## Extract provided
/---

Thread overview
Spec for the ‘locality’ parameter to the LDC and GDC builtin magic functions for accessing special CPU prefetch instructions
Aug 19, 2023
Cecil Ward
Aug 20, 2023
Iain Buclaw
Aug 22, 2023
Guillaume Piolat
August 19, 2023
I’m trying to write a cross-platform function that gives access to the CPU’s prefetch instructions such as x86 prefetch0/1/2/prefetchnta and AAarch64 too. I’ve found that the GDC and LDC compilers provide builtin magic functions for this, and are what I need. I am trying to put together a plain-English detailed spec for the respective builtin magic functions.

My questions:

Q1) I need to compare the spec for the GCC and LDC builtin magic functions’ "locality" parameter. Can anyone tell me if GDC and LDC have kept mutual compatibility here?

Q2) Could someone help me turn the GCC and LDC specs into english regarding the locality parameter ? - see (2) and (4) below.

Q3) Does the locality parameter determine which _level_ of the data cache hierarchy data is fetched into? Or is it always fetched into L1 data cache and the outer ones, and this parameter affects caches’ _future behaviour_?

Q3) Will these magic builtins work on AAarch64?

Here’s what I’ve found so far

1. GCC builtin published by the D runtime:
    import gcc.simd : prefetch;
	    	prefetch!( rw, locality )( p );

   2. GCC: builtin_prefetch (const void *addr, ...) ¶
“This function is used to minimize cache-miss latency by moving data into a cache before it is accessed. You can insert calls to __builtin_prefetch into code for which you know addresses of data in memory that is likely to be accessed soon. If the target supports them, data prefetch instructions are generated. If the prefetch is done early enough before the access then the data will be in the cache by the time it is accessed.

\---

## Given records
/---

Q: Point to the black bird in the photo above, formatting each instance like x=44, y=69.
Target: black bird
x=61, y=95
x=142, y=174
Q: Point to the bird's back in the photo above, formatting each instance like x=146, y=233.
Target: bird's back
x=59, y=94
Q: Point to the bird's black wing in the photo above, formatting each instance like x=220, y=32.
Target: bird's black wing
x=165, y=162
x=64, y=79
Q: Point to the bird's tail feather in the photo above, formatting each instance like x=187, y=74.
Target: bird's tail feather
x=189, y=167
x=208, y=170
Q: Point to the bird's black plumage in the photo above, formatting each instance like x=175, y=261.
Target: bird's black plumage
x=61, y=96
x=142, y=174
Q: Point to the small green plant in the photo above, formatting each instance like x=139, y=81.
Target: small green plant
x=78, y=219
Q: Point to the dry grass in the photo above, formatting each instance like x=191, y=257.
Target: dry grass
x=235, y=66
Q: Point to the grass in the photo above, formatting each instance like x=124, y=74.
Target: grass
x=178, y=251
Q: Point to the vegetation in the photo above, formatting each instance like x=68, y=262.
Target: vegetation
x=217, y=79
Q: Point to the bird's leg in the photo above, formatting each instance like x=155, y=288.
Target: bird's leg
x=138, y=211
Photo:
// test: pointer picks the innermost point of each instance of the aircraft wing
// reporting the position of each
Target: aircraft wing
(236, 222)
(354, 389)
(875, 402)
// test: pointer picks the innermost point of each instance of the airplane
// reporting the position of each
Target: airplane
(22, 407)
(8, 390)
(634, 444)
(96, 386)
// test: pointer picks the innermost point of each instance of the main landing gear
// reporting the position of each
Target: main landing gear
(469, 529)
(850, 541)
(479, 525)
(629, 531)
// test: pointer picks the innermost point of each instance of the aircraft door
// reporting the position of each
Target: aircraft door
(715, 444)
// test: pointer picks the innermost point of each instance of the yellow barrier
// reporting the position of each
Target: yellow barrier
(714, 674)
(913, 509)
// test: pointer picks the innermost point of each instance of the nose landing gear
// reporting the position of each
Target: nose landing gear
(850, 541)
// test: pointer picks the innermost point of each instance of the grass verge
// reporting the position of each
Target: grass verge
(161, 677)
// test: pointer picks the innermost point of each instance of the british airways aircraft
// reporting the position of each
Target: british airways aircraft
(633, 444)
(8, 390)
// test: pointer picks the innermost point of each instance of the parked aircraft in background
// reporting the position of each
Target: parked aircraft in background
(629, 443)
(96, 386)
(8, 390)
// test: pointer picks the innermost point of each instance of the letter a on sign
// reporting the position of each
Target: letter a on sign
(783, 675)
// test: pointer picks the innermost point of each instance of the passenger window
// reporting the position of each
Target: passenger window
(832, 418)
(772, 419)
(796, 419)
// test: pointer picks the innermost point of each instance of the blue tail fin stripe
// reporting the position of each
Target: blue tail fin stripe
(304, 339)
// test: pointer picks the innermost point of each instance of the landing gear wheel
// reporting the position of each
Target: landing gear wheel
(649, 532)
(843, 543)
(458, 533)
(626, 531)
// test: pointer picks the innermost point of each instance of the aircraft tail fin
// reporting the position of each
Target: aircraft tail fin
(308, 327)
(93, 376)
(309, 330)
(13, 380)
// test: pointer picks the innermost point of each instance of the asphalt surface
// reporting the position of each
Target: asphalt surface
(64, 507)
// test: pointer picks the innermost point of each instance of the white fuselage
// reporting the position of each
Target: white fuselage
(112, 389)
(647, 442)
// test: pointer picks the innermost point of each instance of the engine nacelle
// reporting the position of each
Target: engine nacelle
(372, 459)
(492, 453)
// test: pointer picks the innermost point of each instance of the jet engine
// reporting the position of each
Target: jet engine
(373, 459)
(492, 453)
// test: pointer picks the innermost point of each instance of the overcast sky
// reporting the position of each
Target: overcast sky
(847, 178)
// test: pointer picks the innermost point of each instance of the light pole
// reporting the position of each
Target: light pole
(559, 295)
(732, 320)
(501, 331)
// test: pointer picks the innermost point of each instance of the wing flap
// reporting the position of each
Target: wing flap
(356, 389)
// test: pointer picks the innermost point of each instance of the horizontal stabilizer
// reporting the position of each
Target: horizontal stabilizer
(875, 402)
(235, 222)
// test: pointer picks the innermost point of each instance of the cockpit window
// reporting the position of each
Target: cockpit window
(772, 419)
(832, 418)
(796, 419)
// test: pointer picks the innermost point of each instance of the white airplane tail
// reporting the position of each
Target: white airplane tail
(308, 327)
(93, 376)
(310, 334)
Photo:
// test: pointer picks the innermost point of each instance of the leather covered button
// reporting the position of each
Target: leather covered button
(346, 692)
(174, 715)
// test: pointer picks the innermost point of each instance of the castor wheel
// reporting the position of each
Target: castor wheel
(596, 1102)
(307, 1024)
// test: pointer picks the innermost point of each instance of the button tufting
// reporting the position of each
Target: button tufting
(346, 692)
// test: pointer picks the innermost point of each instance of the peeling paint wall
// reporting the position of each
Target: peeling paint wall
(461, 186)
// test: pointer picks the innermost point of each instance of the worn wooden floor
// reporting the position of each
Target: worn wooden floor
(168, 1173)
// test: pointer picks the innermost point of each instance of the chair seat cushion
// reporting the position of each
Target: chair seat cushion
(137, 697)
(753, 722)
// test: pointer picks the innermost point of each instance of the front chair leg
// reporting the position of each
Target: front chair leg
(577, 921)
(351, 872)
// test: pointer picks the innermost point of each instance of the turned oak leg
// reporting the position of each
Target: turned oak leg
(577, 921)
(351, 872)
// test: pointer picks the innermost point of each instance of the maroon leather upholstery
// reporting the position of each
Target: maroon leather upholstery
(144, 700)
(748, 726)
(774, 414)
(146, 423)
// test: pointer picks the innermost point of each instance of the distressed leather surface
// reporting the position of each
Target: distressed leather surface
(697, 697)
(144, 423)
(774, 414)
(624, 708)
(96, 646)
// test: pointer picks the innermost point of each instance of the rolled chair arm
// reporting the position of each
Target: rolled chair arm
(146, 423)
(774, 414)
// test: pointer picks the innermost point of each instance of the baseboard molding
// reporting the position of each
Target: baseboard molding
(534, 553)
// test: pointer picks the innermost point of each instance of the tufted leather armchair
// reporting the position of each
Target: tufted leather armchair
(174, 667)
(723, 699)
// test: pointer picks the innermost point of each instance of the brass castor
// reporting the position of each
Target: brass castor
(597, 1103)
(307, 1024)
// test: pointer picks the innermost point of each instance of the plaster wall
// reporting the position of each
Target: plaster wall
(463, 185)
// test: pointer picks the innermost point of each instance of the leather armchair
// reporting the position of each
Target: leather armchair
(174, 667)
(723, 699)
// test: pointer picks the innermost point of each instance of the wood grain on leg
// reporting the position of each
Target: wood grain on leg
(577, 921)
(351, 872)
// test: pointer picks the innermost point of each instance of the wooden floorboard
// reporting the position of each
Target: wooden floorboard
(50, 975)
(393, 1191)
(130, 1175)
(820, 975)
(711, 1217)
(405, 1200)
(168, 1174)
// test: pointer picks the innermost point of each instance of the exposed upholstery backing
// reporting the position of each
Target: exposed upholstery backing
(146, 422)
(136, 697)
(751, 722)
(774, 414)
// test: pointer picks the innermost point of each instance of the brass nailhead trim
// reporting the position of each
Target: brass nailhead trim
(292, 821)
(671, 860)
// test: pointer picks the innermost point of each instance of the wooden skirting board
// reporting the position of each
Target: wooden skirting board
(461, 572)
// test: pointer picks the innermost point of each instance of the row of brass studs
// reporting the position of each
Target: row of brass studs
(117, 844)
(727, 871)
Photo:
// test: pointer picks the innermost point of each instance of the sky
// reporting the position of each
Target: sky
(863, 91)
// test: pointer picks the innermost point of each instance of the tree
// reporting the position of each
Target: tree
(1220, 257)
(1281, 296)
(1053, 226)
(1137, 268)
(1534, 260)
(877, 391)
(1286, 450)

\---

## Written task 1
List the names of the participants that the thread overview of the forum thread on the prefetch locality parameter shows.
## Written task 2
Continue the forum thread on the prefetch locality parameter, starting right after its last sentence.

## Written response 1
Cecil Ward
Iain Buclaw
Guillaume Piolat

## Written response 2
The value of addr is the address of the memory to prefetch. There are two optional arguments, rw and locality. The value of rw is a compile-time constant one or zero; one means that the prefetch is preparing for a write to the memory address and zero, the default, means that the prefetch is preparing for a read. The value locality must be a compile-time constant integer between zero and three. A value of zero means that the data has no temporal locality, so it need not be left in the cache after the access. A value of three means that the data has a high degree of temporal locality and should be left in all levels of cache possible. Values of one and two mean, respectively, a low or moderate degree of temporal locality. The default is three.”

3. declare void @llvm.prefetch(ptr <address>, i32 <rw>, i32 <locality>, i32 <cache type>

4. Regarding llvm.prefetch() I found the following spec:
“rw is the specifier determining if the fetch should be for a read (0) or write (1), and locality is a temporal locality specifier ranging from (0) - no locality, to (3) - extremely local keep in cache. The cache type specifies whether the prefetch is performed on the data (1) or instruction (0) cache. The rw, locality and cache type arguments must be constant integers.”

5. I also found this snippet https://dlang.org/phobos/core_builtins.html - which is great for the syntax of the call to the LDC builtin, but the call for GDC is no good as it lacks the parameters that I want. This D runtime routine might benefit from accepting all the parameters that GCC’s prefetch builtin takes.

Many thanks in advance.

August 20, 2023

On Saturday, 19 August 2023 at 19:23:38 UTC, Cecil Ward wrote:

>

I’m trying to write a cross-platform function that gives access to the CPU’s prefetch instructions such as x86 prefetch0/1/2/prefetchnta and AAarch64 too. I’ve found that the GDC and LDC compilers provide builtin magic functions for this, and are what I need. I am trying to put together a plain-English detailed spec for the respective builtin magic functions.

My questions:

Q1) I need to compare the spec for the GCC and LDC builtin magic functions’ "locality" parameter. Can anyone tell me if GDC and LDC have kept mutual compatibility here?

I'd have thought GCC and LLVM have mutual compatibility thanks to a common target API in Intel's _mm_prefetch() function (and in fact, the magic locality numbers match _MM_HINT_* constants).

#define _MM_HINT_T0 1
#define _MM_HINT_T1 2
#define _MM_HINT_T2 3
#define _MM_HINT_NTA 0
>

Q2) Could someone help me turn the GCC and LDC specs into english regarding the locality parameter ? - see (2) and (4) below.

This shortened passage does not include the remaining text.